• What to work on:
Please gather each line in the records below that contains the word "wall", and copy those lines out in order.

[Records from a point labeling set]
※ ※ ※
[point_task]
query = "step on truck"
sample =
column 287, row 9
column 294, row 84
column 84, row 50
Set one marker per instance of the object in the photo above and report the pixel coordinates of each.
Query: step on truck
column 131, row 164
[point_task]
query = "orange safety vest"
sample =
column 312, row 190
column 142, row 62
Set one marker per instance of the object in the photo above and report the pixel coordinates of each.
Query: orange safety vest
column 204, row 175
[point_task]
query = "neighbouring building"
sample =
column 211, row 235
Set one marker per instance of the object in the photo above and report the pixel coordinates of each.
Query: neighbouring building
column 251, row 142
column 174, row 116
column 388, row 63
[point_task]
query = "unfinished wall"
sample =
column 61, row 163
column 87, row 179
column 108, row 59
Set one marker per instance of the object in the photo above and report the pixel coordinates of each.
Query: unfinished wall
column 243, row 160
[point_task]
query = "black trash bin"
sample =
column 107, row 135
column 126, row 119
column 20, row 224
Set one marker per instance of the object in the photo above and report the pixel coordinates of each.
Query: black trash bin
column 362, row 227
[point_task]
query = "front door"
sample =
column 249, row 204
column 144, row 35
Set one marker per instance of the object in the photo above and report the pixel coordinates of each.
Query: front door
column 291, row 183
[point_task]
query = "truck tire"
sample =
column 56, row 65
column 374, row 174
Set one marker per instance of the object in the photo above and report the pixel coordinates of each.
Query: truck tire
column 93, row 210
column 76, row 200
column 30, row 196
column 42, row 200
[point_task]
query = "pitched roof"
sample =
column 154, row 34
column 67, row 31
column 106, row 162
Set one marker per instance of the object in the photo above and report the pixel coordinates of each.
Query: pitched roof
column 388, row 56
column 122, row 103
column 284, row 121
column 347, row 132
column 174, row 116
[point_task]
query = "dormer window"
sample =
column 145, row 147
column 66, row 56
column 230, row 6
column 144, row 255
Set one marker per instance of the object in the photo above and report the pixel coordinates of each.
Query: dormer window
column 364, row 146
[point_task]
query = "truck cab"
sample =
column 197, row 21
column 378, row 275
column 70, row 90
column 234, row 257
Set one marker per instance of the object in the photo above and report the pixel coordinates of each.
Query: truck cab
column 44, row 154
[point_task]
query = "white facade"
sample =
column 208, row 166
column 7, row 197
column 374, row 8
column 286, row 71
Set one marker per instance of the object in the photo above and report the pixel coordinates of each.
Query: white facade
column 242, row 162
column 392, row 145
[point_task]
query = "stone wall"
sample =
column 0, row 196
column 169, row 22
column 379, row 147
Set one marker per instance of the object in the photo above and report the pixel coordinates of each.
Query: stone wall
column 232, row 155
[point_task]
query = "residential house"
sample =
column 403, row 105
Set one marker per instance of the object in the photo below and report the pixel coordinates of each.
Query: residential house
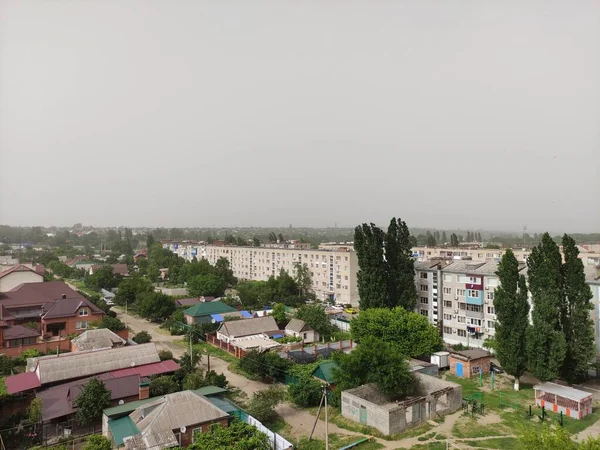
※ ※ ※
• Task answer:
query = "unfinished wall"
Query: unfinished wall
query = "stone wall"
Query: stone wall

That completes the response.